* **YOUR TASK**
Starting at the line that contains "Would you be so kind as to locate the green" and continuing through the last line, write those lines out again and change "potted plant" to "houseplant" without altering anything else.

═══ PROVIDED RECORDS ═══

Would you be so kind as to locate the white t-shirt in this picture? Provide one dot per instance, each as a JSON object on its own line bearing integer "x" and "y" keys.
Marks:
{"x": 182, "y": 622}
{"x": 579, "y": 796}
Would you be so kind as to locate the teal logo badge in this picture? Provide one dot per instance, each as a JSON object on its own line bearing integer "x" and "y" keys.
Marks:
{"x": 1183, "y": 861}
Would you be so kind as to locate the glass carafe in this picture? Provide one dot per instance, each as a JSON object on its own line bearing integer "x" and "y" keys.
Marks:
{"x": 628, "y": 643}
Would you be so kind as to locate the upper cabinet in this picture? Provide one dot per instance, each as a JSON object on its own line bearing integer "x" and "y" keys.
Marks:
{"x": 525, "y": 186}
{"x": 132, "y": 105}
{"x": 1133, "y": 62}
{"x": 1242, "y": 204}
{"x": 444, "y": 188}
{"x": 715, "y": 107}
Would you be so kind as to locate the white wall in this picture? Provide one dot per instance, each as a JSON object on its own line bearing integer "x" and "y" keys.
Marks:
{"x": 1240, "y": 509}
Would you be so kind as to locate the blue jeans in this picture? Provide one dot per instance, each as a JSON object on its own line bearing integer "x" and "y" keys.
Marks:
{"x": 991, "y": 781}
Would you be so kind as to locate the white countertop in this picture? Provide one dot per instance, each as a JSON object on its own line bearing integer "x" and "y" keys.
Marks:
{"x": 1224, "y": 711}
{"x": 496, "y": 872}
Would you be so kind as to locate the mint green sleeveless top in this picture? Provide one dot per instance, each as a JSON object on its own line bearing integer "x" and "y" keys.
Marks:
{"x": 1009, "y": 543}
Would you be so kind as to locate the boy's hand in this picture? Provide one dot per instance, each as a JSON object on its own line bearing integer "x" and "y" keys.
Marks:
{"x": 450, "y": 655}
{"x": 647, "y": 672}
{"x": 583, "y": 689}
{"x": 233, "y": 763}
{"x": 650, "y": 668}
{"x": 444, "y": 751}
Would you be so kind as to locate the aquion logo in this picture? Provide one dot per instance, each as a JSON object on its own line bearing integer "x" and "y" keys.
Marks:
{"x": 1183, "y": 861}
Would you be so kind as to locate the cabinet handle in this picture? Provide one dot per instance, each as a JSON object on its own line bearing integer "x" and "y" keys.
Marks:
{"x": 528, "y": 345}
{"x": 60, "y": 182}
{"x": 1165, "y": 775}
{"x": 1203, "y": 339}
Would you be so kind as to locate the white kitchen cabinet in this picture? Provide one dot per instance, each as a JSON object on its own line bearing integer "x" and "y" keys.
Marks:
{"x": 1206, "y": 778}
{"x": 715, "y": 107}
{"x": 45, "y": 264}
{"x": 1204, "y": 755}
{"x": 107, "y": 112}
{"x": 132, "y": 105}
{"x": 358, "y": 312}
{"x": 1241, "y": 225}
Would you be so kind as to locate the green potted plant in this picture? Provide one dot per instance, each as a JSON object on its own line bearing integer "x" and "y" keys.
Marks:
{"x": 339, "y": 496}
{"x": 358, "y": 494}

═══

* **EXERCISE ANSWER**
Would you be so kind as to locate the green houseplant in this picture? Provide one dot per instance, each as a JSON object on its own line bearing integer "x" and "y" keys.
Marks:
{"x": 339, "y": 496}
{"x": 358, "y": 494}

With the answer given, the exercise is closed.